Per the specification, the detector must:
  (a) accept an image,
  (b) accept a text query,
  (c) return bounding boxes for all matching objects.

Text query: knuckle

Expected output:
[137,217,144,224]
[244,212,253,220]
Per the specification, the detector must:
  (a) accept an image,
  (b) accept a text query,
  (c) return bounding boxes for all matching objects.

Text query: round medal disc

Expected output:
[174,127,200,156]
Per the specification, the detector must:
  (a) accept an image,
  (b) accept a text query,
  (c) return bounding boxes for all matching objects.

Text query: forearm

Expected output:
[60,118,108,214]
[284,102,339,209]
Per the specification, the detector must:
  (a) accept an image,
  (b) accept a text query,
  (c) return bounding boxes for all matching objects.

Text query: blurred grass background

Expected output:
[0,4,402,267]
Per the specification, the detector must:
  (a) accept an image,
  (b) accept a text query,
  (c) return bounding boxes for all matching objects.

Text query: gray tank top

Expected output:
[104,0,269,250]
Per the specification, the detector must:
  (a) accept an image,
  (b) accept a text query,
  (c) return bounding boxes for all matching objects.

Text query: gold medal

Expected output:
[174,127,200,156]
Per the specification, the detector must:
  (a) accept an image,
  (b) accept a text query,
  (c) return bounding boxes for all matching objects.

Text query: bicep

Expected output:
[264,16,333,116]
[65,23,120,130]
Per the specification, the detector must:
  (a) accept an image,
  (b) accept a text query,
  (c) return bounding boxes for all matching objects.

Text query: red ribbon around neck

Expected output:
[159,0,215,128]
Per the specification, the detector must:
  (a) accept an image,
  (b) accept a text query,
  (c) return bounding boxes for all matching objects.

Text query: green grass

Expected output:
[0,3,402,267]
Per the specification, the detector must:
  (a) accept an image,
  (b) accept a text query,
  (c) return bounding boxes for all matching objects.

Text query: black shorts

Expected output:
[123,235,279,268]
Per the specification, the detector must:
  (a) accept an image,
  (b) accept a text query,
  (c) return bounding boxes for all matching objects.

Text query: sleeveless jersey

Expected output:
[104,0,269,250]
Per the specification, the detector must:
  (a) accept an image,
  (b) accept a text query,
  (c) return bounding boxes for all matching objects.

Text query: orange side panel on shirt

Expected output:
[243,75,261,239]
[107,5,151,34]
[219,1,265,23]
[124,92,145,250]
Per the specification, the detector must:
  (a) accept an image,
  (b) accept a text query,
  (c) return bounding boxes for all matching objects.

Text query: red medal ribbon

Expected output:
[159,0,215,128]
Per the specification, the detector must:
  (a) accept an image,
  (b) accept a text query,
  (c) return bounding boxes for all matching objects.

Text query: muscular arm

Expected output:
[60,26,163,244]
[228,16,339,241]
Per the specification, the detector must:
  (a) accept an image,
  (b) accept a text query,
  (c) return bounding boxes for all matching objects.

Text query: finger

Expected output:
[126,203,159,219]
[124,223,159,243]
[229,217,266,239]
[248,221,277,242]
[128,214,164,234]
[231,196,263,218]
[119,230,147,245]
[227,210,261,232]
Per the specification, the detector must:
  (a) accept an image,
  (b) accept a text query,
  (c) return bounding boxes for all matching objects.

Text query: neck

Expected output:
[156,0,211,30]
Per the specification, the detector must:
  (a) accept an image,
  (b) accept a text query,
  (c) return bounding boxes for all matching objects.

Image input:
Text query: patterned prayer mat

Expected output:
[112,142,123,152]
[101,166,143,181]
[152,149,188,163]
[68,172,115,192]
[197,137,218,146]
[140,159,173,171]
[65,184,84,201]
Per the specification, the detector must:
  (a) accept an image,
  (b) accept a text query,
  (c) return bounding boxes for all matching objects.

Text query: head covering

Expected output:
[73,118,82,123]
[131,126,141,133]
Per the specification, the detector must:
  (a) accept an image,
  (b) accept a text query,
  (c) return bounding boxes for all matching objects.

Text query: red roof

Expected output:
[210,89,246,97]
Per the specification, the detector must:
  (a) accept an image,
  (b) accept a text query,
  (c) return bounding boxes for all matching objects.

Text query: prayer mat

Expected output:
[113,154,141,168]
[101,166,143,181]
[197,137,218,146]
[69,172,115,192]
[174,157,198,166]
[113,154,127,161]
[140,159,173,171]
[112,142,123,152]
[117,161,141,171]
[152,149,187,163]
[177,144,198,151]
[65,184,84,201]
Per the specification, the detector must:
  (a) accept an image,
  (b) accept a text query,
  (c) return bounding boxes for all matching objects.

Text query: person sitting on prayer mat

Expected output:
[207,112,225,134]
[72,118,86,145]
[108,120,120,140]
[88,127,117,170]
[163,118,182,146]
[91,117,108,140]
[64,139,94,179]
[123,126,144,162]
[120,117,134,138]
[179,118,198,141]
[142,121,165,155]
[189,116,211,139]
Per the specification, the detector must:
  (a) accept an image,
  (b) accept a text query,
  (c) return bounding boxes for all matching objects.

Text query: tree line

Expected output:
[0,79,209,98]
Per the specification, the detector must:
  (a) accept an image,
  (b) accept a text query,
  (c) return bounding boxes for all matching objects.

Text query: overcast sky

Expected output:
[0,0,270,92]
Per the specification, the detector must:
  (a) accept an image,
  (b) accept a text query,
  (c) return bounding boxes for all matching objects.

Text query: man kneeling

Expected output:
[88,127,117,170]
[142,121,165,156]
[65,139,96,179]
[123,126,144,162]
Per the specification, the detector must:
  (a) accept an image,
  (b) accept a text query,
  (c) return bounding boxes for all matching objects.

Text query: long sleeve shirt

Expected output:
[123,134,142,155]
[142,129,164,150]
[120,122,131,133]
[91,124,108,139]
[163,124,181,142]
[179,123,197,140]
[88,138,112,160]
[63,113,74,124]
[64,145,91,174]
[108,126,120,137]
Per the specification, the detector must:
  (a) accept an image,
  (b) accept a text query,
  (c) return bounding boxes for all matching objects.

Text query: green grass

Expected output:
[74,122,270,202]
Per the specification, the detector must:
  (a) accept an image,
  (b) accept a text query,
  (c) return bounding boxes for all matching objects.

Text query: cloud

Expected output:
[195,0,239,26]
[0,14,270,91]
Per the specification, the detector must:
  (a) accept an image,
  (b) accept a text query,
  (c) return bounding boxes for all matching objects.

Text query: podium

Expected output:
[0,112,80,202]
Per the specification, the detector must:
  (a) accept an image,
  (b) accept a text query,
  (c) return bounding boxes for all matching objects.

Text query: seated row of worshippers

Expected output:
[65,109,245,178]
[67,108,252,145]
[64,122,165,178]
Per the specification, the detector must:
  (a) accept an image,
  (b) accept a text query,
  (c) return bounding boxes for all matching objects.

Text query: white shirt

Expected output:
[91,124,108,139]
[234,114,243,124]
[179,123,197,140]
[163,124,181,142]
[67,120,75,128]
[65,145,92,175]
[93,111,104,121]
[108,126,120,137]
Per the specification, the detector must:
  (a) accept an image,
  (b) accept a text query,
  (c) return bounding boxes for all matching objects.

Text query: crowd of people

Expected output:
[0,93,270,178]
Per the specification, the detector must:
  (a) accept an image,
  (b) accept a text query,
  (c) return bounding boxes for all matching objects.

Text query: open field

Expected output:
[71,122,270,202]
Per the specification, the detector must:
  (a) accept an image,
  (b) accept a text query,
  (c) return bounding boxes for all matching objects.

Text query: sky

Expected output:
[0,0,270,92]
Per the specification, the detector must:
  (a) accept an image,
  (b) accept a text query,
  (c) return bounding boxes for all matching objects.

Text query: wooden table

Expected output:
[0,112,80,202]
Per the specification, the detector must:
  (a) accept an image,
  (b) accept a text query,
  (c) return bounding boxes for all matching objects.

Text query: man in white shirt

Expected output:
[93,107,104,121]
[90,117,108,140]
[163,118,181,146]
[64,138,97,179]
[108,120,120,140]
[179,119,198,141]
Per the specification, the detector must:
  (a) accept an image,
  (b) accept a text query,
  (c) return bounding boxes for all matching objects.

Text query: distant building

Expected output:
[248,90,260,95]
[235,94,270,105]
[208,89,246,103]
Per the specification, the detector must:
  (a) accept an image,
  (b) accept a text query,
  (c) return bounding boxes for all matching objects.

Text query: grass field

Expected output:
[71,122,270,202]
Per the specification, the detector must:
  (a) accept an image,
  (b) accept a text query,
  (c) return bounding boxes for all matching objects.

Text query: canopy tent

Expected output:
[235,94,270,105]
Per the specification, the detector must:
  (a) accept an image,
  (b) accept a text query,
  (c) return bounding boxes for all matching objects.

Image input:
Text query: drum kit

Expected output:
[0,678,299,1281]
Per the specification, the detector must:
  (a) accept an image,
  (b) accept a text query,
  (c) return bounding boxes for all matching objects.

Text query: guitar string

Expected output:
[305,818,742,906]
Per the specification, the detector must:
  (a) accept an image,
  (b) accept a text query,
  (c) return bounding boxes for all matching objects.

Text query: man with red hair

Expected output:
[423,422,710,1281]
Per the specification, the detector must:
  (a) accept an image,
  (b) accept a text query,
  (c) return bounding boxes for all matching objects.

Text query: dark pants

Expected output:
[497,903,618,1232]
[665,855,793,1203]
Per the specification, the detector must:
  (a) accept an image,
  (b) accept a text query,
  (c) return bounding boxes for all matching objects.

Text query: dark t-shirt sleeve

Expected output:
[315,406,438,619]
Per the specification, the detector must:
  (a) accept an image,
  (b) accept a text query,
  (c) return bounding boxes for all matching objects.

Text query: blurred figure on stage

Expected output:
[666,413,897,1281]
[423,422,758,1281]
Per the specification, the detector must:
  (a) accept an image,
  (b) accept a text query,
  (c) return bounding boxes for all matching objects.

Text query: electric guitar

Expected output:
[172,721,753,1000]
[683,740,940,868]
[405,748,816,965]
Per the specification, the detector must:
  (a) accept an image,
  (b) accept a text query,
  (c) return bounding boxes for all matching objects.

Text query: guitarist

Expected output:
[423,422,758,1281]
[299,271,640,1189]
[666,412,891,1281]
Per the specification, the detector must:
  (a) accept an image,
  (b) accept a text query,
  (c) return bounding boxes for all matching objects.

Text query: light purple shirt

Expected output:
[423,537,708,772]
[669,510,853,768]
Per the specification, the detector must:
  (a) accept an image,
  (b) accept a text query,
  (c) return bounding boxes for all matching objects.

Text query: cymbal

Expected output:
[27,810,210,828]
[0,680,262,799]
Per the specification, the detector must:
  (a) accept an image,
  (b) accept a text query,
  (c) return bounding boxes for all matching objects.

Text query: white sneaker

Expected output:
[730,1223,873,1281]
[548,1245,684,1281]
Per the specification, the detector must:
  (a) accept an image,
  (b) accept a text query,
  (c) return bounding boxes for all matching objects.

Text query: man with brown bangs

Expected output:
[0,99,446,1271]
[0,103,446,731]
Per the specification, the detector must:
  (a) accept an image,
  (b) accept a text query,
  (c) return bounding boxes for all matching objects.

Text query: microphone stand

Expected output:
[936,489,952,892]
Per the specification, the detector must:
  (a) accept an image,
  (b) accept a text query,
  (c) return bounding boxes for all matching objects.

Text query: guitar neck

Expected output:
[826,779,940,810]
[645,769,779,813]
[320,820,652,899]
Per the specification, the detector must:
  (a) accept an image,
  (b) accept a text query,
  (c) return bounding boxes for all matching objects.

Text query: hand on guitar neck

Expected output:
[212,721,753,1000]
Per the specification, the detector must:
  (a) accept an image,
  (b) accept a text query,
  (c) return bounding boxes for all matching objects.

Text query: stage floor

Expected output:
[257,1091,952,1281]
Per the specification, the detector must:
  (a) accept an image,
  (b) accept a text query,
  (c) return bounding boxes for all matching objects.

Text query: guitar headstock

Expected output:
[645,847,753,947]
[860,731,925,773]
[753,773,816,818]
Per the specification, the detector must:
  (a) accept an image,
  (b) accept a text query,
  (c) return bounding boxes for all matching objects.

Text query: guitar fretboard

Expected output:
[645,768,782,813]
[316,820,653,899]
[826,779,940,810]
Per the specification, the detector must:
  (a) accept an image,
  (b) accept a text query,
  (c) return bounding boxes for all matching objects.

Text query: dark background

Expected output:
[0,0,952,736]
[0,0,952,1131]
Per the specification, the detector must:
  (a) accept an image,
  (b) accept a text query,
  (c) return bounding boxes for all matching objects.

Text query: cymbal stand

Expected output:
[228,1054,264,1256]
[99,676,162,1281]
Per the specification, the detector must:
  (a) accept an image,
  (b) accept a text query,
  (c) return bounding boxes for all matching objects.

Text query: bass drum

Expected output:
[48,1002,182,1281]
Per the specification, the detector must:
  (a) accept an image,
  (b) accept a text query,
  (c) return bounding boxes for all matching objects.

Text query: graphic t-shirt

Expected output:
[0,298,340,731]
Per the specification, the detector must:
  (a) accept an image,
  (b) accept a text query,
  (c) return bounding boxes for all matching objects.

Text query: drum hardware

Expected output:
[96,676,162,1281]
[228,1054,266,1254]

+++

• _Short exercise_
Extract each line above that contains the string "shirt", treating uppercase and lowercase letters as distinct.

• _Answer to this task_
Text query: orange side panel on shirt
Text query: long sleeve shirt
Text query: white shirt
Text query: man in white shirt
Text query: dark t-shirt sleeve
Text query: light purple shirt
Text query: graphic t-shirt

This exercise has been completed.